==== DATA TO USE ====

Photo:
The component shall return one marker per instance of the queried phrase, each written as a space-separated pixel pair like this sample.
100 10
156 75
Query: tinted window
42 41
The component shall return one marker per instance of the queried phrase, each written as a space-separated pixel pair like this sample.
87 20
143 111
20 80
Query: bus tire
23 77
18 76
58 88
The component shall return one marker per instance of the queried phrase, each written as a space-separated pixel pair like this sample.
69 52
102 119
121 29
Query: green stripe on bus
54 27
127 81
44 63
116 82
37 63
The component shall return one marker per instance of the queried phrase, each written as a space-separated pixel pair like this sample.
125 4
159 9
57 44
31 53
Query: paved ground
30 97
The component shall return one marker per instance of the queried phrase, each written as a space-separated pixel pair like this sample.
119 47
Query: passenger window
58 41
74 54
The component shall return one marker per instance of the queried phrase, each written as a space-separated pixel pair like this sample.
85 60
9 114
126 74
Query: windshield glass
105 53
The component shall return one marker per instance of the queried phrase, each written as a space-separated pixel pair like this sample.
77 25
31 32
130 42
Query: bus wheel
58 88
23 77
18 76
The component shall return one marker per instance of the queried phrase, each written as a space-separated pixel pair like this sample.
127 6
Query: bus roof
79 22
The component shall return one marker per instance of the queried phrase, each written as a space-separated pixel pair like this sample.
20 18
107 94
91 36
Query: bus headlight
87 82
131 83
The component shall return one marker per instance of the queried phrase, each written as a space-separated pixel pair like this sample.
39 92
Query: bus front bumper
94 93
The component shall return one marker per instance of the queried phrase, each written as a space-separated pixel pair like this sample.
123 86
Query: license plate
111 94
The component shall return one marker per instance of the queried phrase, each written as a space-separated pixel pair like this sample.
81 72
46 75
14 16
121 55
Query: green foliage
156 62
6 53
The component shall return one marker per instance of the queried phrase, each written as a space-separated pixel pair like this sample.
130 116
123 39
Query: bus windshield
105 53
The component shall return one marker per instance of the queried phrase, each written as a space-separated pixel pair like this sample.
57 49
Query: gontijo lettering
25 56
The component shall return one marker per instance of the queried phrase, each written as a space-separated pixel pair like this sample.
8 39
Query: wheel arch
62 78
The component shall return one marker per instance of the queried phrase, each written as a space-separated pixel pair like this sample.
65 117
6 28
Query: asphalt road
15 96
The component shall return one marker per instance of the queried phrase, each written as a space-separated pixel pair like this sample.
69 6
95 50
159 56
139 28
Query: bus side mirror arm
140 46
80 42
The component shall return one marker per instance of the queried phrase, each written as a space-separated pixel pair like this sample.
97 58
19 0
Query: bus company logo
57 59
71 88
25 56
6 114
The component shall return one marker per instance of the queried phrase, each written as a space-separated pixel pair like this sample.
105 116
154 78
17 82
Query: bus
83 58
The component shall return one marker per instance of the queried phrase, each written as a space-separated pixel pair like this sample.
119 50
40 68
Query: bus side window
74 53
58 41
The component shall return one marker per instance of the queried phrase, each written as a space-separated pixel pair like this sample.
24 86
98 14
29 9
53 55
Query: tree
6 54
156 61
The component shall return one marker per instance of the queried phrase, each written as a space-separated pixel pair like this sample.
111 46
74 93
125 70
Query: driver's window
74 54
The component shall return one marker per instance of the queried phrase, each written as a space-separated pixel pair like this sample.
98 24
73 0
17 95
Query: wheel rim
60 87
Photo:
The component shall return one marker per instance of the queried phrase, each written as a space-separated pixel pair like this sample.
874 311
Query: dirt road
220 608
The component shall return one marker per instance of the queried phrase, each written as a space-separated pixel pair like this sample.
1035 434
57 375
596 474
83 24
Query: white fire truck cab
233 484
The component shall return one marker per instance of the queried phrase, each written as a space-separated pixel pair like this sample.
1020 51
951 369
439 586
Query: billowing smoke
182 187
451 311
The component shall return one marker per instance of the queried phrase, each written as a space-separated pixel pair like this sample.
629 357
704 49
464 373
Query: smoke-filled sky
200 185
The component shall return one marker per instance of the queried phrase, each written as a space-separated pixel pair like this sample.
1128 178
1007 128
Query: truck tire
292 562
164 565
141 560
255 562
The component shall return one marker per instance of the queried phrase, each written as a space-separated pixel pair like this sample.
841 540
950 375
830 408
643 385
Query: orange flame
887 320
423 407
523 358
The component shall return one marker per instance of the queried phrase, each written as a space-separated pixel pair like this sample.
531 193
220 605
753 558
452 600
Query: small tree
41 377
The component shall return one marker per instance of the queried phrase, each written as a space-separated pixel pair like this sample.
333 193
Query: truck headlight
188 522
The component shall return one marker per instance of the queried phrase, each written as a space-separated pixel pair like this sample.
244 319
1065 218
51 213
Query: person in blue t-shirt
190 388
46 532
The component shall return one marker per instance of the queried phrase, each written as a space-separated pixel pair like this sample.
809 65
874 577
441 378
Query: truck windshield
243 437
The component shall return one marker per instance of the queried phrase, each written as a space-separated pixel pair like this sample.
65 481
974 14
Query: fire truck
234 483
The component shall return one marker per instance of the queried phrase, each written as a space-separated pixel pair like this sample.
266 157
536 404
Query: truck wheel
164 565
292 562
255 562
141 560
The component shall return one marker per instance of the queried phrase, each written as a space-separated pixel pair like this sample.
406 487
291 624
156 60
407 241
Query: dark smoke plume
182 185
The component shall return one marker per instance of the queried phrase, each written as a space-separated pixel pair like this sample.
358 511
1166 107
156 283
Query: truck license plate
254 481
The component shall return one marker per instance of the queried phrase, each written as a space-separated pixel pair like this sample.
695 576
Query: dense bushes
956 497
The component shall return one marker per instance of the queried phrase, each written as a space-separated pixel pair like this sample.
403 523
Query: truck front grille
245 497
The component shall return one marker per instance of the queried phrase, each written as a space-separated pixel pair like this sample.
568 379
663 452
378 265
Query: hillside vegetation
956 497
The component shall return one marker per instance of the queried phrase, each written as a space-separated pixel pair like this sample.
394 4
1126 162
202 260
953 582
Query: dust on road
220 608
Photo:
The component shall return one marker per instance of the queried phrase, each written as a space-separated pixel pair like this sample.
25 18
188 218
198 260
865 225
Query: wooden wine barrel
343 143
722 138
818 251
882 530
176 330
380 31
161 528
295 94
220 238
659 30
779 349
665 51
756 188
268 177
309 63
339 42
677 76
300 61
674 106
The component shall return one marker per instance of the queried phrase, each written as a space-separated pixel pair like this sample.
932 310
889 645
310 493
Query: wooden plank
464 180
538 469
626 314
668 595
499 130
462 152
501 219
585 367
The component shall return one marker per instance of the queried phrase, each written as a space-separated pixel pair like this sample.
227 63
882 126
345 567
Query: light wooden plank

====

■ TASK DETAILS ■
List each line in the records that contains the string "windshield". Case counts.

■ TASK RESPONSE ■
Query: windshield glass
Query: bus windshield
Query: truck windshield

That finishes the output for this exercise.